***** Texte *****
L'existence de quartiers est attestée dès le XVe siècle par l'historien Mujir al-Din (1456 - 1522). Il y a selon lui neuf quartiers principaux. Ce sont le quartier maghrébin, le quartier du Sharaf appelé auparavant le quartier des Kurdes, le quartier d’Alam dénommé ensuite le quartier de la Haydarira, le quartier des habitants d’Al-Salt, le quartier juif, le quartier de la Plume, le quartier de Sion à l’intérieur des remparts, le quartier de Dawaiyya, et enfin le quartier des Banu Hârith à l’extérieur des remparts et à côté de la citadelle.
Ce n'est pas cette division qui est retenue au XIXe siècle
C'est en 1853 année qu’apparaît pour la première fois sur une carte allemande la séparation de la vieille ville en quatre quartiers : chrétiens, arméniens, juifs et musulmans.
Le découpage est repris sur les plans à destination des pèlerins comme il est d'usage maintenant de représenter Jérusalem intra-muros.
***** Données *****
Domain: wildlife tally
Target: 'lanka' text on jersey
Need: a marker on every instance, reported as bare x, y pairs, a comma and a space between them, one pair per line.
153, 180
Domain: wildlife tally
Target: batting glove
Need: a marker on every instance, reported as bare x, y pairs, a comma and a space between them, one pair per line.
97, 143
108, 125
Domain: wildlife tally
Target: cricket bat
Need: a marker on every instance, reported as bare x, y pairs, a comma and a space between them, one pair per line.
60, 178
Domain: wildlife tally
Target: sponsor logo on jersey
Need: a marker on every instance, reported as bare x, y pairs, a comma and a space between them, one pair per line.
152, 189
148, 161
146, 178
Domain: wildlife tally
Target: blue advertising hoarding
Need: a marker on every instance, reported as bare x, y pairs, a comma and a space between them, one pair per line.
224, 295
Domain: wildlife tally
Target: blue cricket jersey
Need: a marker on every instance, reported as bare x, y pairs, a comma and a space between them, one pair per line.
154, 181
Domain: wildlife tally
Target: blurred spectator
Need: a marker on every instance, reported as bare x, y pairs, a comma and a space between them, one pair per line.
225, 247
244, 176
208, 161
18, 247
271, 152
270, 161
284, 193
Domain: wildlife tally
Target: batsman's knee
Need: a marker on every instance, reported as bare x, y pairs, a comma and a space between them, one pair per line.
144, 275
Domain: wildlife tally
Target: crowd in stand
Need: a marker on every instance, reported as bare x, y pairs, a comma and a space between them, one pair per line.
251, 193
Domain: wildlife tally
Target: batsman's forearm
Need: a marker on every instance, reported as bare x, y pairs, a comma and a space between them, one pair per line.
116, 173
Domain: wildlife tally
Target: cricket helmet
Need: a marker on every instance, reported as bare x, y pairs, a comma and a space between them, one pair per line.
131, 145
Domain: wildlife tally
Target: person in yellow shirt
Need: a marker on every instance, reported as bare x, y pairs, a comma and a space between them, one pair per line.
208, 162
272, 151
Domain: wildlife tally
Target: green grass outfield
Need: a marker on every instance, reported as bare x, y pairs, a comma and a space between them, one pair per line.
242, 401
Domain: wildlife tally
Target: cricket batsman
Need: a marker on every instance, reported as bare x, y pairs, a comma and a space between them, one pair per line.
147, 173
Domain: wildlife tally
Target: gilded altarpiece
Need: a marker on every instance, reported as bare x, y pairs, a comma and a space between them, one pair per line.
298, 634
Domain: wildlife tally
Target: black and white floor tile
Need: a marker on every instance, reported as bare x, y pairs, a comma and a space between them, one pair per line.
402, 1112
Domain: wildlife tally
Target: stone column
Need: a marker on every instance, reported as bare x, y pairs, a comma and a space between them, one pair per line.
*****
Consigne 1 >> Combien de lignes des enregistrements contiennent le mot « batsman » ? Donne seulement ce nombre.
Consigne 2 >> Poursuis le texte sur les quartiers de Jérusalem après sa dernière phrase.
Les enregistrements n'ont aucun lien avec le texte sur les quartiers de Jérusalem.

Réponse 1 >> 3

Réponse 2 >>
« Les sources administratives locales (…) contredisent largement cette vision occidentale et font état de la forte mixité des différents quartiers, y compris dans la vieille ville...il n'y a pas d'homogénéité ethnico-religieuse à l'intérieur des quatre quartiers supposés de Jérusalem….[en ] 1905, on constate que 29 % des familles musulmanes de Jérusalem vivent à l'intérieur du quartier dit «juif » ; que 32 % des familles juives vivent à l'intérieur du quartier dit « musulman » ; et que 24 % des familles chrétiennes vivent à l'intérieur du quartier dit « musulman »
Vincent Lemire souligne l'absurdité d'avoir une dénomination "quartier musulman" à l'époque où le pouvoir comme la population majoritaire est musulmane.
Reste que la carte, pérennisée par les Britanniques à leur arrivée en 1917, a fini par créer une réalité, la vieille ville est maintenant divisée en quatre quartiers beaucoup plus homogènes qu'au 19e siècle.
"Ainsi, la quadripartition de Jérusalem, loin d'être une donnée immanente attachée de toute éternité à la géographie de la ville, relève pourtant d'une invention cartographique tardive, plaquée de l'extérieur par les observateurs européens. "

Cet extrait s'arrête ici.